Extracted records

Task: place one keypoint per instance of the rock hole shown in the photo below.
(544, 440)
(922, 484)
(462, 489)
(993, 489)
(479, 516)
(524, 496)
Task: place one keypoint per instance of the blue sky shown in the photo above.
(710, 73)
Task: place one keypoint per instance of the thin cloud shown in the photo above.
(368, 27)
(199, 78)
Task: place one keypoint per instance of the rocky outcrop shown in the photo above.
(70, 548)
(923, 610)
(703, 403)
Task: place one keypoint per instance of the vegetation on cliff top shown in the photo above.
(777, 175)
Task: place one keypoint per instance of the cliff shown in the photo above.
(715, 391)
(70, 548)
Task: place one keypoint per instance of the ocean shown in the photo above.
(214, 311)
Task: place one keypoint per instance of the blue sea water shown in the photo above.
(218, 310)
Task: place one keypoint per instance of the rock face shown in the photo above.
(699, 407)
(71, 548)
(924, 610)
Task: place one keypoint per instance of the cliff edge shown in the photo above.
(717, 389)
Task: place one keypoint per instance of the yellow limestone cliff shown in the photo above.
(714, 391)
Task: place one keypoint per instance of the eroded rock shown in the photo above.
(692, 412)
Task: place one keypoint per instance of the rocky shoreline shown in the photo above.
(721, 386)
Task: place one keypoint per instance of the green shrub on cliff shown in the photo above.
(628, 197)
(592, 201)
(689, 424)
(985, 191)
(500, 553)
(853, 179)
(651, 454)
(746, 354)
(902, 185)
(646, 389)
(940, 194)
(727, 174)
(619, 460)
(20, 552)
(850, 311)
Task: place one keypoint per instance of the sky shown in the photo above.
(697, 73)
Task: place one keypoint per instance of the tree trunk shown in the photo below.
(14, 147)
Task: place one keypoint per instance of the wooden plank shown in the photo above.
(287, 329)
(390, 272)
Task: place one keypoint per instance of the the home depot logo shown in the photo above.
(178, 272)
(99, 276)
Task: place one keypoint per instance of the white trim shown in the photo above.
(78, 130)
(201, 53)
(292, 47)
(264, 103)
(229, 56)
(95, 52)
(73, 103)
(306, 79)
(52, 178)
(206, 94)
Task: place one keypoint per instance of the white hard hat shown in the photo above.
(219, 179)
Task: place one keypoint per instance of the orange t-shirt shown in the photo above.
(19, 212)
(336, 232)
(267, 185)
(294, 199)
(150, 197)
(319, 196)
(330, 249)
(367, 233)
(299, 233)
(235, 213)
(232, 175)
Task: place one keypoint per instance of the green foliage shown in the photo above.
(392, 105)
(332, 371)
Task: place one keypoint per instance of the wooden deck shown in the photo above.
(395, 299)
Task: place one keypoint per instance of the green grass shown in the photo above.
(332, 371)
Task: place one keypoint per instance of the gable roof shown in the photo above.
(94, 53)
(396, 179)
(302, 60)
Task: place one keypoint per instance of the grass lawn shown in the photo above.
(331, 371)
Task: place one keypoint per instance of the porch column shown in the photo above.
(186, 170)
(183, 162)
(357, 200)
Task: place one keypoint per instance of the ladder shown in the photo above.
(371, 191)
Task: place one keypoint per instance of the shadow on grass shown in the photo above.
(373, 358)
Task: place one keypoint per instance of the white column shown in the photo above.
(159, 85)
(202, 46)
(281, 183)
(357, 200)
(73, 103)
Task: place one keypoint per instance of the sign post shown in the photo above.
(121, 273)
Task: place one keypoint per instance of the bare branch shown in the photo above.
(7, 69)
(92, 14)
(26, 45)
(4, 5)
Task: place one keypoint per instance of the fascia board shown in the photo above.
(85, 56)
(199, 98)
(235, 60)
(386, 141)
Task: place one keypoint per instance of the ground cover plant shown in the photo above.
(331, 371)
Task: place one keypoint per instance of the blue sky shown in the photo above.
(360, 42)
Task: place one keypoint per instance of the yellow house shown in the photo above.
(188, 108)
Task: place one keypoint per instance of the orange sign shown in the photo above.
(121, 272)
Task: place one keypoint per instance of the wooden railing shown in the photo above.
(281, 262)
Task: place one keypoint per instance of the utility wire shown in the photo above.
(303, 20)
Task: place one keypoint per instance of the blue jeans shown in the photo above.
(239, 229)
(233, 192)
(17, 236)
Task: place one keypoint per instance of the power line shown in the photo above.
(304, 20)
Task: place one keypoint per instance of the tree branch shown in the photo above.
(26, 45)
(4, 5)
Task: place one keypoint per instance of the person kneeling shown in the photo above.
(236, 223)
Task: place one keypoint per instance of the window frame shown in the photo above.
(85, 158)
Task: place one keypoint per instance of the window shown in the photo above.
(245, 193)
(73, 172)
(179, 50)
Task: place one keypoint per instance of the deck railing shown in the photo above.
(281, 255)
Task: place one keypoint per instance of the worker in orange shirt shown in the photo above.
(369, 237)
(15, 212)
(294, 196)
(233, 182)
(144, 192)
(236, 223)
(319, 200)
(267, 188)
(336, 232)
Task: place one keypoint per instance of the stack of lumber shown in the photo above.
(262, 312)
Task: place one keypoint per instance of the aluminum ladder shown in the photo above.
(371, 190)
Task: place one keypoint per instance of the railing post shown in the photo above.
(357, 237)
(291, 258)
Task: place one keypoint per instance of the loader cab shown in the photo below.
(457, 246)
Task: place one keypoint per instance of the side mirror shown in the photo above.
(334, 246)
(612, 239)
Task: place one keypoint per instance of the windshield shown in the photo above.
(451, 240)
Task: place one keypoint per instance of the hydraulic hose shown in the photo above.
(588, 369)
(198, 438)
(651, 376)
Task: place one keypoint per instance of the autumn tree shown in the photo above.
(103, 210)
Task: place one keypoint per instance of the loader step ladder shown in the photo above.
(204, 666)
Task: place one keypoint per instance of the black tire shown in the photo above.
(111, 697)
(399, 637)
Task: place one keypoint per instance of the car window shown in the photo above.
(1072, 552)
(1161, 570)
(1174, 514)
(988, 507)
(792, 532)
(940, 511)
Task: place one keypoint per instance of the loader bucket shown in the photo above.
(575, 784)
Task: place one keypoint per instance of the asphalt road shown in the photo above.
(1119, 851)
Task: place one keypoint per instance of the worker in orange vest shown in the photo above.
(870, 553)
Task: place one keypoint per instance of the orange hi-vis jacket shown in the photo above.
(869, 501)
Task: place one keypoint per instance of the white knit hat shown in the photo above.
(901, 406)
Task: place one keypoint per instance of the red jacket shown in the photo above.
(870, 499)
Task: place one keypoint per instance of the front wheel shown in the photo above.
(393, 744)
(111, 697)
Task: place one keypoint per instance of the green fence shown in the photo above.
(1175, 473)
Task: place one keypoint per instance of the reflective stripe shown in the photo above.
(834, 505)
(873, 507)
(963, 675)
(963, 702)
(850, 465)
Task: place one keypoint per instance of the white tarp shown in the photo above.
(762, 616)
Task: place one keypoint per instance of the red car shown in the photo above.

Exercise
Extract, unchanged, the closing run of lines that opens with the line containing "Task: place one keypoint per instance of the railing" and ends with the last line.

Exercise output
Task: place one keypoint per instance of the railing post shown in the photo above.
(357, 237)
(291, 258)
Task: place one keypoint per instance of the loader cab shown in the photo below.
(457, 246)
Task: place one keypoint per instance of the side mirror shown in the photo above.
(334, 246)
(612, 239)
Task: place one keypoint per instance of the windshield shown in the photo above.
(451, 240)
Task: place one keypoint per instance of the hydraulic hose shown in the photo above.
(588, 369)
(198, 438)
(651, 376)
Task: place one keypoint per instance of the autumn tree shown in the photo above.
(103, 210)
Task: place one keypoint per instance of the loader step ladder shown in the photo above.
(204, 666)
Task: place one keypoint per instance of the black tire shown in the photo above.
(111, 697)
(399, 637)
Task: place one keypoint per instance of the car window shown in the photo above.
(1072, 552)
(1161, 570)
(1174, 514)
(988, 507)
(792, 532)
(940, 511)
Task: place one keypoint per instance of the loader bucket shown in the photo above.
(575, 784)
Task: place one keypoint per instance of the asphalt road shown in the photo above.
(1119, 851)
Task: place one keypoint per instance of the worker in orange vest shown in the photo above.
(870, 553)
Task: place one keypoint per instance of the orange hi-vis jacket shown in the photo above.
(869, 501)
Task: place one keypoint per instance of the white knit hat shown in the photo above.
(901, 406)
Task: place one keypoint per instance of the red jacket shown in the photo above.
(870, 499)
Task: place one keypoint per instance of the front wheel shown in the photo above.
(393, 744)
(111, 697)
Task: place one keypoint per instance of the green fence shown in the photo above.
(1175, 473)
Task: place one keypoint per instance of the reflective stripe shown in the photo above.
(834, 505)
(873, 507)
(963, 675)
(963, 702)
(850, 465)
Task: place one keypoint per instance of the white tarp shown in the photo above.
(762, 616)
Task: place one keypoint per instance of the red car shown in the photo above.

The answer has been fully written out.